*ASSIGNMENT 1*
In the forum thread on clustering gene expression data below, why does the first reply consider scaling important before clustering genes? Answer in one to three sentences.
*ASSIGNMENT 2*
Answer these questions from the forum thread on clustering gene expression data below:
(a) According to the first reply, how can outlier samples be identified?
(b) On how many samples does the poster want to cluster the expressed genes?
(c) Where in the manuscript were the methods placed?

*PASSAGE*
Hi Less,
You touch on some really important questions, the answers to which will depend on what works best for your dataset so I highly recommend trying things multiple ways and seeing if they line up with your expectations of the data. The method for estimating K can also give varying results so again try several ways. I recently wrote a tutorial for estimating K for RNAseq data which you could find useful!
For these questions I'm assuming you're referring to expression data.
1) Is it mandatory to scale the dataset before? If yes, why?
I personally think this is important if you want to extract clusters based on gene profiles and not gene expression values. Without scaling your highest expressed genes will cluster as one group, your lowest as another etc. Scaling allows genes of similar profile to cluster together regardless of their absolute expression level.
2) Is it recommendable to remove outliers before? If yes, what's the best method to evaluate which outlier to exclude?
Outliers removal should be very carefully considered and only for good reason. You can always run it both ways and compare. Outlier samples can be identified by hierarchical clustering of the samples, outlier genes is another story. People sometimes filter lowly expressed genes as noise. You can also filter the genes a posteriori using their correlation to the cluster mean.
3) I have seen that the estimated K could be used also for hierarchical clustering.
It is indeed possible to extract K-clusters from a tree. This can be used as a way to cross validate your clusters.
Hey Kevin, i assume that going for medoids could be preferable because they are always members of the data set. In my case i want to cluster expressed genes based on few samples (8). The idea is cluster those genes in the best way possible (along with the clustering of my samples). They are about few hundreds so i was thinking about clustering them and then plot an heatmap of the pearson correlation values (or euclidean distance?) considering thus the resulting clusters and samples.
i was reading your paper but im not sure i understood the pipeline you followed. furthermore in factoextra (http://www.sthda.com/english/wiki/factoextra-r-package-easy-multivariate-data-analyses-and-elegant-visualization) they scale the data prior to gapstat analysis. im a bit confused.
Hey lessismore,
Yes, in the manuscript, the methods were buried in the supplementary. It's nothing groundbreaking, mind you, just some fancy twiddling with the medoids that PAM returns.
Yes, I can see from that tutorial that they perform scaling. I guess that it depends on the implementation of the Gap Statistic that they're using. clusGap, for example, logs the data with the following line:
logWks[b, k] <- log(W.k(z, k))
. I'm not sure that scaling outside the function and then logging inside it is ideal, but they may be using a different implementation. Something to test out.You want to plot the Pearson correlation values of which exactly (could use corrplot, in that case)? Euclidean distance is also fine, if your data is normally distributed, as QC'd and logged RNA-counts should be.

*RECORD EXCERPTS*
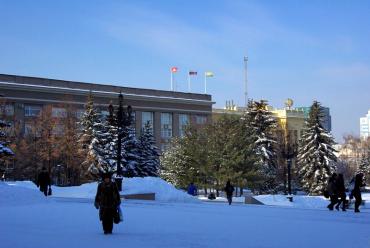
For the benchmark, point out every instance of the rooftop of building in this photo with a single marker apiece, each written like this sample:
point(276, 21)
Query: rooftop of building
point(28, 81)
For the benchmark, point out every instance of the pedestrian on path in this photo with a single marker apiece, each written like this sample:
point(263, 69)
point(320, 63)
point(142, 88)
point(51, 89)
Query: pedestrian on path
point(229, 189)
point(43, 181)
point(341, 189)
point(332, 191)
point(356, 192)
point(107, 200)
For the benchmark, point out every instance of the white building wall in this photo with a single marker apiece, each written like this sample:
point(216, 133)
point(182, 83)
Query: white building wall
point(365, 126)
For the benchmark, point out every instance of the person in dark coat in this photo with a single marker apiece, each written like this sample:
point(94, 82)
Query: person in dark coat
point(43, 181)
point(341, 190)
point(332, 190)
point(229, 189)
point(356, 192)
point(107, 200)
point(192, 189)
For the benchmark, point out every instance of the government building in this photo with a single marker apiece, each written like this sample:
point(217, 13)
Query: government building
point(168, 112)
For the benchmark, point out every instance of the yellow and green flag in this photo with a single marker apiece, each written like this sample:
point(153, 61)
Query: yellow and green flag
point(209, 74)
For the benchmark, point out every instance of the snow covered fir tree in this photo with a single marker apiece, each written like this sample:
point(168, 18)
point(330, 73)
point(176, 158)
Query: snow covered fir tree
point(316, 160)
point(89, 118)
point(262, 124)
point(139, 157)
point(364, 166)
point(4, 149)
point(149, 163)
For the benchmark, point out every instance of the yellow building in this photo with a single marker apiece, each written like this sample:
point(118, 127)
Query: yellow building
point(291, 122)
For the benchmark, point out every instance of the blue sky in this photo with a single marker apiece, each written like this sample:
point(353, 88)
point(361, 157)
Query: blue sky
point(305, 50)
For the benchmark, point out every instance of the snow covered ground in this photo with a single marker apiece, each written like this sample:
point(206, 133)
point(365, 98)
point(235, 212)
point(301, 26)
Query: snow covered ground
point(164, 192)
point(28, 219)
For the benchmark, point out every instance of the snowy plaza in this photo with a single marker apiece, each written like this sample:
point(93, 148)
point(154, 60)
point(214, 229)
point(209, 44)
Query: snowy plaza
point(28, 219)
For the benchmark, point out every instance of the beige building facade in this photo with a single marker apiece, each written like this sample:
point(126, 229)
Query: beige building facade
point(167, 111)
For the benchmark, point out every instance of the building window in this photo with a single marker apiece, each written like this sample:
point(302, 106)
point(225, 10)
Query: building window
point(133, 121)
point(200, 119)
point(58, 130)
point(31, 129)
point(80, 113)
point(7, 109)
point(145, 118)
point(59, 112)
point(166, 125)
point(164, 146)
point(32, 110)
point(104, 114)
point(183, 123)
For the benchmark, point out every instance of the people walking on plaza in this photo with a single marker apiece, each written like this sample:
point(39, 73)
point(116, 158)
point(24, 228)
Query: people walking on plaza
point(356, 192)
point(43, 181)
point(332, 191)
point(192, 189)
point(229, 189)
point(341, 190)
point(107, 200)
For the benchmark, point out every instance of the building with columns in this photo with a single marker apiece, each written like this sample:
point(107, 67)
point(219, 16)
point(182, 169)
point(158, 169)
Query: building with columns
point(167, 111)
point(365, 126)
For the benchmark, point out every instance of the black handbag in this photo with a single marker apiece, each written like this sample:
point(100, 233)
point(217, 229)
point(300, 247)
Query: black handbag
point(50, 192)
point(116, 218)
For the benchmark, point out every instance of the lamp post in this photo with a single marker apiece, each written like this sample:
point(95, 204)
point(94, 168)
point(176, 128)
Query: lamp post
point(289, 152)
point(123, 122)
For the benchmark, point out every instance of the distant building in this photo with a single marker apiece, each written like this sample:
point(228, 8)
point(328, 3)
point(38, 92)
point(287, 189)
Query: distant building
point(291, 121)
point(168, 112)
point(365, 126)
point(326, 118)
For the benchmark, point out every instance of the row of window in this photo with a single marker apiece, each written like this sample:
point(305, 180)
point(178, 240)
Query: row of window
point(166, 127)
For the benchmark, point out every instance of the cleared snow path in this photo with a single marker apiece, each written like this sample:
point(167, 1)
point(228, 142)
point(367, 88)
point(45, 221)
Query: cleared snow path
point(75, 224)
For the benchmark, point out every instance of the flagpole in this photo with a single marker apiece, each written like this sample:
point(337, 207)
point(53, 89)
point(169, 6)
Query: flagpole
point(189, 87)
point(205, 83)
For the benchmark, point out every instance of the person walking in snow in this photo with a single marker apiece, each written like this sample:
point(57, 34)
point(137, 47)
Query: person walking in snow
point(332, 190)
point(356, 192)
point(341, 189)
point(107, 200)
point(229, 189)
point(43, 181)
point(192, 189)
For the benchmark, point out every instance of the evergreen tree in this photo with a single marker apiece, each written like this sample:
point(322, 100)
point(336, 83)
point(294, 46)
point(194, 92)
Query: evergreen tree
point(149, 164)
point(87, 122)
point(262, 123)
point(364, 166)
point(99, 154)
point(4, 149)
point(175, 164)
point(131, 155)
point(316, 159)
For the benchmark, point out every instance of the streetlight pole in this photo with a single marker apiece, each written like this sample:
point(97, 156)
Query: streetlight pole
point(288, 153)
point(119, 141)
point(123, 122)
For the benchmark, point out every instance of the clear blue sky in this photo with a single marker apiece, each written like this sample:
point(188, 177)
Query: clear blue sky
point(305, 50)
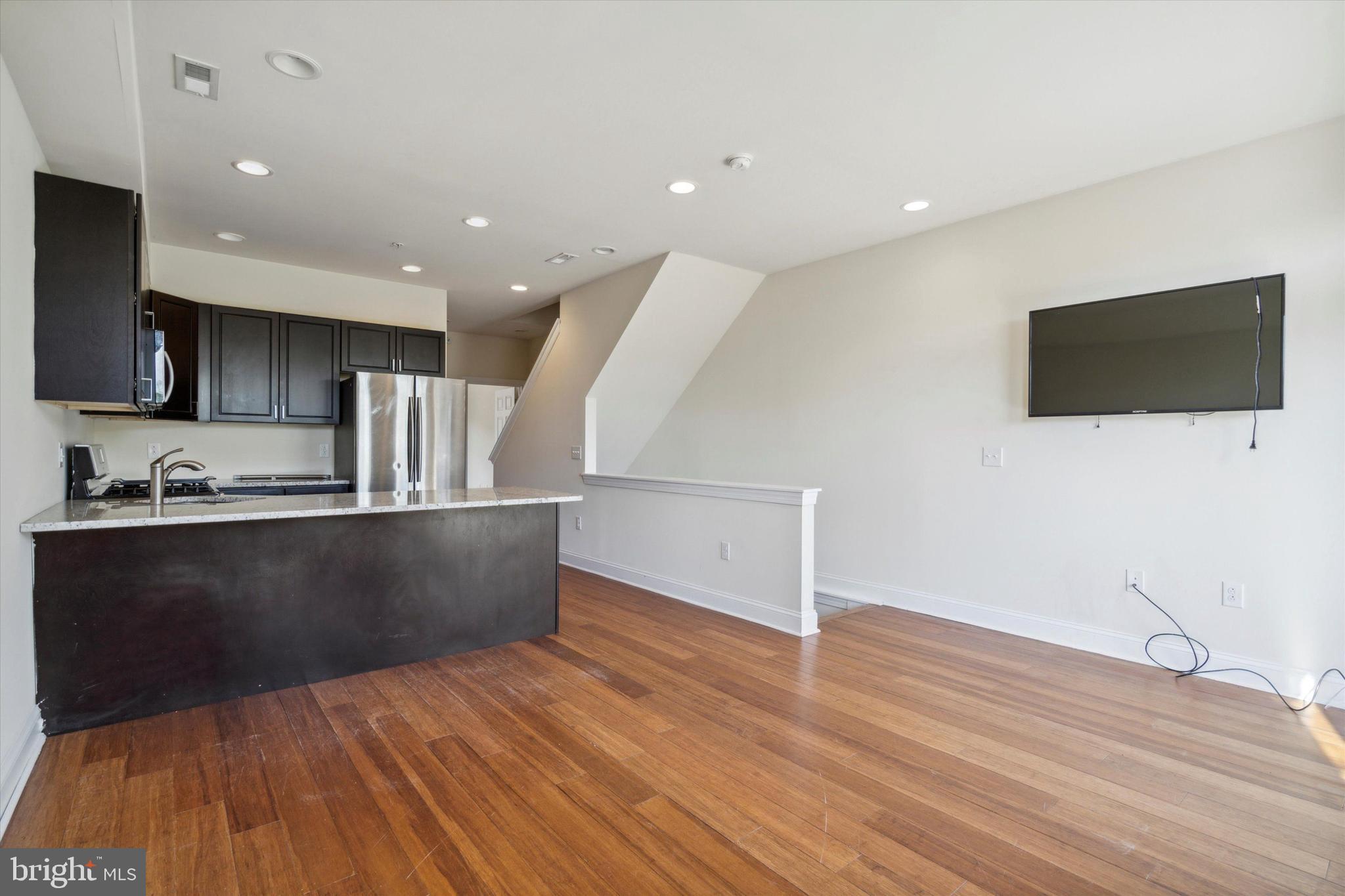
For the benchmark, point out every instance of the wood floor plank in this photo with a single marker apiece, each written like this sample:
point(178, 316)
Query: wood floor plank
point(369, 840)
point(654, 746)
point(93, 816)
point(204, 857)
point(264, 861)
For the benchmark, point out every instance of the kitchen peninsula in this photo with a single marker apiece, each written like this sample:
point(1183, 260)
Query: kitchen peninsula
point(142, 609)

*EXPECTED OUTPUT 1*
Without scaling, genes group by their absolute expression level, so the highest-expressed genes form one cluster and the lowest another. Scaling lets genes with similar profiles cluster together whatever their expression level, which matters when clusters should reflect gene profiles rather than expression values.

*EXPECTED OUTPUT 2*
(a) By hierarchical clustering of the samples.
(b) Eight.
(c) In the supplementary material.